:: Esercizio scritto 1 ::
Estrai dal testo citato il passo che va da "Ecco, nello specifico, i" fino a "dal Regno Unito." compreso.

:: Testo citato ::
Il rapporto internazionale “Burning down the house” condotto da Green Peace nel 2019, dimostra come le multinazionali del settore alimentare (tra le prime responsabili: Unilever, Mondelēz, Nestlé e Procter&Gamble) e i principali commercianti di olio di palma (Wilmar, Cargill, Musim Mas e Golden-Agri Resources), continuando ad acquistare olio di palma, collaborino a causare la deforestazione e gli incendi che devastano l’Indonesia.                              

Ecco, nello specifico, i dati raccolti da Green Peace:

  • 180.000 ettari: l’area distrutta tra il 2015 e il 2018 dai produttori da cui Unilever si è rifornito.
  • 140.000 ettari: l’area distrutta tra il 2015 e il 2018 dai produttori da cui Wilmar si è rifornito.
  • 900.000: le persone che, in Indonesia, hanno sofferto di infezioni respiratorie acute a causa della densa nube di cenere e fumo generata dagli incendi.
  • 465 milioni di tonnellate: la quantità di CO2 emessa dagli incendi che hanno devastato l’Indonesia tra il 1° gennaio e il 22 ottobre 2019. La stessa quantità di emissioni totali annue di gas a effetto serra prodotte dal Regno Unito.

INQUINAMENTO da PLASTICA

Ogni minuto di ogni giorno, l’equivalente di un camion carico di plastica entra nei mari del pianeta e gli imballaggi monouso contribuiscono in modo consistente a generare questo inquinamento.  Le grandi multinazionali sono le forze predominanti dietro la grave crisi ambientale dell’inquinamento da plastica: sono infatti le principali produttrici di confezioni e imballaggi di prodotti monoporzione avvolti in plastica, creati appositamente per attirare l’attenzione dei consumatori.

Fonte: Greenpeace

Nel 2018, Green Peace ha diffuso il rapporto “Una crisi di convenienza. Le multinazionali dietro l’inquinamento da plastica del Pianeta” nel quale si espongono i risultati di un questionario sull’uso di plastica monouso sottoposto a undicigrandi aziende produttrici di beni di largo consumo (Fast Moving Consumer Goods, FMCG): Coca-Cola, Colgate-Palmolive, Danone, Johnson e Johnson, Kraft Heinz, Mars, Nestlé, Mondelez, PepsiCo, Procter & Gamble e Unilever. Ecco le conclusioni presentate da Green Peace:

• La maggior parte delle aziende intervistate non conosce o non ha condiviso i dati relativi alle quantità di imballaggi prodotti che vengono riciclati né tantomeno è a conoscenza della destinazione dei propri imballaggi alla fine del loro ciclo di vita. Nessuna delle aziende ha quindi fornito dettagli completi sulla produzione e la tracciabilità degli imballaggi in plastica monouso utilizzati, anche se molte affermano di volerlo fare in futuro.

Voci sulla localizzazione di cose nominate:
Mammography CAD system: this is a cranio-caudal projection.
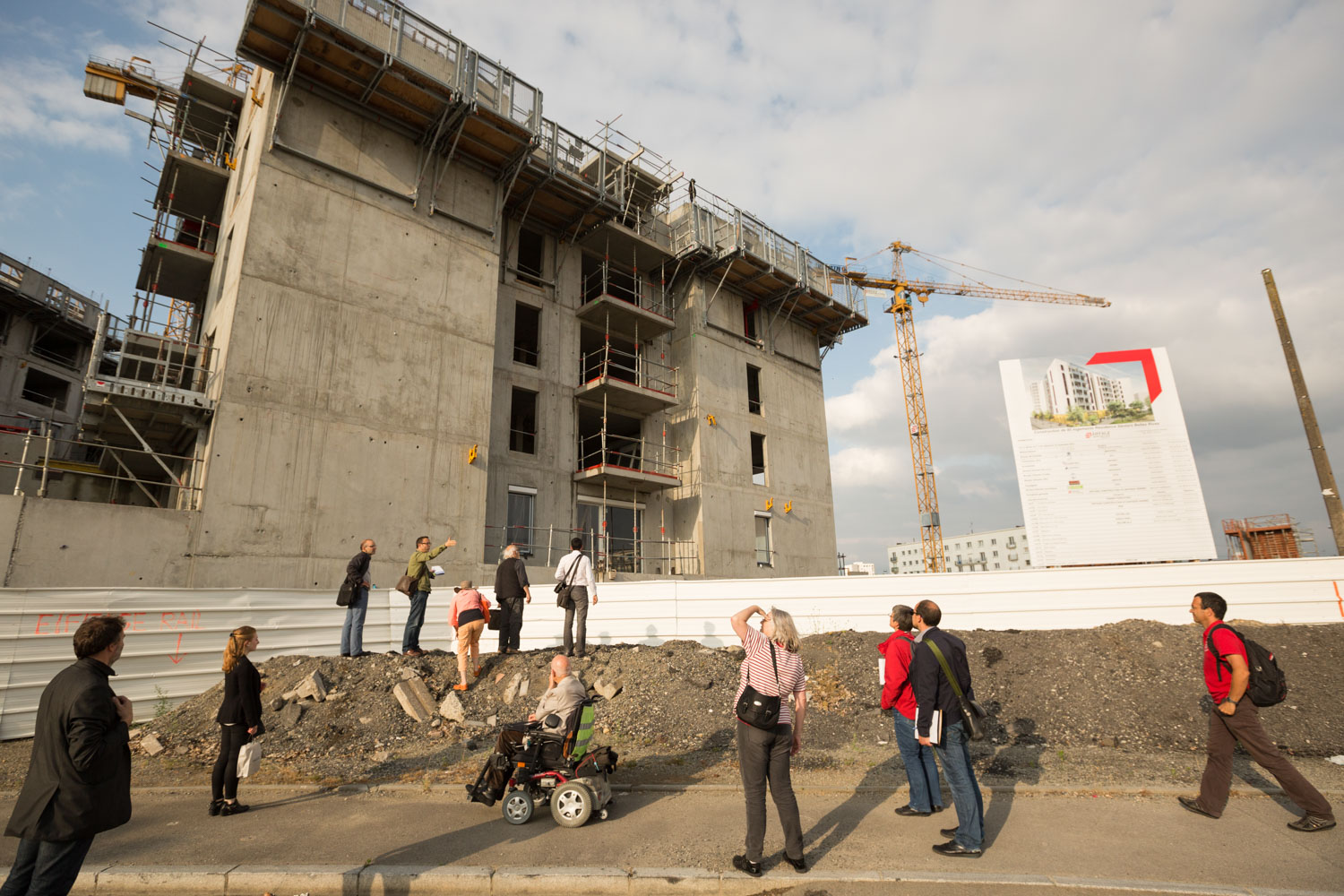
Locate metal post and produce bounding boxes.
[38,420,51,498]
[1261,267,1344,556]
[13,430,32,495]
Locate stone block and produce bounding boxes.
[438,691,467,721]
[392,677,435,721]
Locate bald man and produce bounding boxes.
[467,653,588,806]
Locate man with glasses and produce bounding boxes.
[402,535,457,657]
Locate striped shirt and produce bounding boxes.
[733,627,808,726]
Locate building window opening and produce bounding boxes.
[508,485,537,557]
[508,388,537,454]
[513,302,542,366]
[747,364,761,414]
[32,331,83,366]
[757,514,774,567]
[518,227,546,286]
[21,366,70,409]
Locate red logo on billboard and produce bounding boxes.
[1088,348,1163,401]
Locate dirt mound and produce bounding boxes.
[128,621,1344,782]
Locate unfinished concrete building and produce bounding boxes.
[0,0,867,587]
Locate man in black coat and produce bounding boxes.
[910,600,986,857]
[0,616,134,896]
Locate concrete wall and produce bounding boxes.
[0,495,199,589]
[193,73,497,589]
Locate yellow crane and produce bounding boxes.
[841,242,1110,573]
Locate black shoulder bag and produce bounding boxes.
[921,638,986,740]
[737,640,784,731]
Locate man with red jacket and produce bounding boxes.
[878,603,943,815]
[1176,591,1335,831]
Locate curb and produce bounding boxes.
[13,866,1344,896]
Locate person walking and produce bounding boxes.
[340,538,378,657]
[730,606,808,877]
[449,579,491,691]
[556,538,597,659]
[1176,591,1335,831]
[210,626,266,815]
[0,616,134,896]
[878,603,943,815]
[495,544,532,653]
[402,535,457,657]
[910,600,986,858]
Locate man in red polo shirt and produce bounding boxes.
[1176,591,1335,831]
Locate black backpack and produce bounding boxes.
[1206,622,1288,707]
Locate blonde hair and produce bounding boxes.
[771,607,803,653]
[225,626,257,672]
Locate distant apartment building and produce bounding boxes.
[1027,358,1137,417]
[887,525,1031,575]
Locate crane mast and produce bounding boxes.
[843,242,1110,573]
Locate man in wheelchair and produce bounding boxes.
[467,656,617,828]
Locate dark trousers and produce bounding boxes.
[500,598,523,653]
[486,723,527,799]
[738,721,803,863]
[0,837,93,896]
[1199,700,1335,820]
[210,724,252,801]
[402,591,429,653]
[564,584,588,657]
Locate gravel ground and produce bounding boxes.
[0,621,1344,788]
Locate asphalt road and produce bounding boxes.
[0,785,1344,896]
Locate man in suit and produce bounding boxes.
[910,600,986,858]
[0,616,134,896]
[340,538,378,657]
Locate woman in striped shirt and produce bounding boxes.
[731,606,808,877]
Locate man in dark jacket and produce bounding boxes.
[0,616,134,896]
[910,600,986,857]
[340,538,378,657]
[495,544,532,653]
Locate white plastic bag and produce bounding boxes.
[238,740,261,778]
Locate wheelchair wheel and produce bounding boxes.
[551,780,597,828]
[500,790,532,825]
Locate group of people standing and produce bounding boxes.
[340,535,597,679]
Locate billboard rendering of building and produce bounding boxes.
[999,348,1218,567]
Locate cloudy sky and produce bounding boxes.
[0,0,1344,571]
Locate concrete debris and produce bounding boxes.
[392,676,435,721]
[504,672,523,705]
[438,691,467,721]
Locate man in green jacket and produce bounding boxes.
[402,535,457,657]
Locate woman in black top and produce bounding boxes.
[210,626,265,815]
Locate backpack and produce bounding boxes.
[1207,622,1288,707]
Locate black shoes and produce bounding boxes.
[933,840,984,858]
[733,856,761,877]
[1176,797,1218,818]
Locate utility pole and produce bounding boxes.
[1261,267,1344,556]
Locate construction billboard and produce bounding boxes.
[999,348,1218,565]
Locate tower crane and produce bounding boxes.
[841,242,1110,573]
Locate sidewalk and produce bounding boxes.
[0,785,1344,896]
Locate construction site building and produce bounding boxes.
[0,0,867,587]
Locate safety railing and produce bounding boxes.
[578,428,682,478]
[486,525,701,577]
[580,341,677,398]
[582,259,672,320]
[0,420,202,509]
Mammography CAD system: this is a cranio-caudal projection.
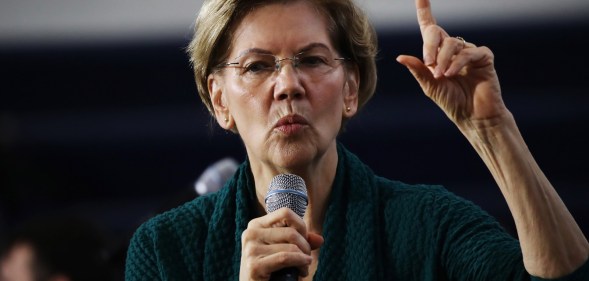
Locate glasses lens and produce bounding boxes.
[228,48,340,87]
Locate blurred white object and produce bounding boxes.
[194,157,239,195]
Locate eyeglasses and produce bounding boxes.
[218,48,349,87]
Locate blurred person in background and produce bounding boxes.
[0,217,113,281]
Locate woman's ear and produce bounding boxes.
[207,74,233,130]
[343,65,360,118]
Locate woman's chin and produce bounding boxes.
[272,144,317,168]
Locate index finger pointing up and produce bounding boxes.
[415,0,436,36]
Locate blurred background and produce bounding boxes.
[0,0,589,276]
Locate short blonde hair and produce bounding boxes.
[187,0,377,115]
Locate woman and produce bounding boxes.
[121,0,589,280]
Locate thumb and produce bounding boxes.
[397,55,436,94]
[307,232,325,250]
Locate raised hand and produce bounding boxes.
[397,0,507,128]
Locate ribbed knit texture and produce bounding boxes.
[126,144,589,281]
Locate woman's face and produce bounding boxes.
[208,1,358,170]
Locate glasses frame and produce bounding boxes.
[215,51,351,80]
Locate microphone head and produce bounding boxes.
[265,174,308,218]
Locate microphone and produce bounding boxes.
[264,174,308,281]
[194,157,239,195]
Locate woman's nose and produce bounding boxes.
[274,60,305,100]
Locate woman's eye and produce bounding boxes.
[299,56,327,66]
[243,61,273,73]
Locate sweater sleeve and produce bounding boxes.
[432,187,530,280]
[433,188,589,281]
[125,222,161,281]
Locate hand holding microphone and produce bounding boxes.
[240,174,323,281]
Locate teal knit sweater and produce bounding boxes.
[125,145,589,281]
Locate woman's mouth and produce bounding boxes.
[274,114,309,135]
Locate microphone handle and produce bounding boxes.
[270,267,299,281]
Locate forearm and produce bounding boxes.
[459,112,589,278]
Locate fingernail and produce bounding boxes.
[434,67,442,78]
[423,55,434,66]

:: Esercizio scritto 2 ::
Copia esattamente, tra le righe dei dati, quelle che vanno dalla riga con "Locate blonde hair" fino alla riga con "[0,0,1344,571]" compresa.

:: Risposta completa 1 ::
Ecco, nello specifico, i dati raccolti da Green Peace:

  • 180.000 ettari: l’area distrutta tra il 2015 e il 2018 dai produttori da cui Unilever si è rifornito.
  • 140.000 ettari: l’area distrutta tra il 2015 e il 2018 dai produttori da cui Wilmar si è rifornito.
  • 900.000: le persone che, in Indonesia, hanno sofferto di infezioni respiratorie acute a causa della densa nube di cenere e fumo generata dagli incendi.
  • 465 milioni di tonnellate: la quantità di CO2 emessa dagli incendi che hanno devastato l’Indonesia tra il 1° gennaio e il 22 ottobre 2019. La stessa quantità di emissioni totali annue di gas a effetto serra prodotte dal Regno Unito.

:: Risposta completa 2 ::
Locate blonde hair and produce bounding boxes.
[771,607,803,653]
[225,626,257,672]
Locate distant apartment building and produce bounding boxes.
[1027,358,1137,417]
[887,525,1031,575]
Locate crane mast and produce bounding boxes.
[843,242,1110,573]
Locate man in wheelchair and produce bounding boxes.
[467,656,617,828]
Locate dark trousers and produce bounding boxes.
[500,598,523,653]
[486,723,527,799]
[738,721,803,863]
[0,837,93,896]
[1199,700,1335,820]
[210,724,252,801]
[402,591,429,653]
[564,584,588,657]
Locate gravel ground and produce bounding boxes.
[0,621,1344,788]
Locate asphalt road and produce bounding boxes.
[0,785,1344,896]
Locate man in suit and produce bounding boxes.
[910,600,986,858]
[0,616,134,896]
[340,538,378,657]
Locate woman in striped shirt and produce bounding boxes.
[731,606,808,877]
Locate man in dark jacket and produce bounding boxes.
[0,616,134,896]
[910,600,986,857]
[340,538,378,657]
[495,544,532,653]
Locate white plastic bag and produce bounding boxes.
[238,740,261,778]
Locate wheelchair wheel and produce bounding boxes.
[551,780,597,828]
[500,790,532,825]
Locate group of people standing and produce bounding boxes.
[340,535,597,679]
Locate billboard rendering of building and produce bounding boxes.
[999,348,1218,567]
Locate cloudy sky and produce bounding boxes.
[0,0,1344,571]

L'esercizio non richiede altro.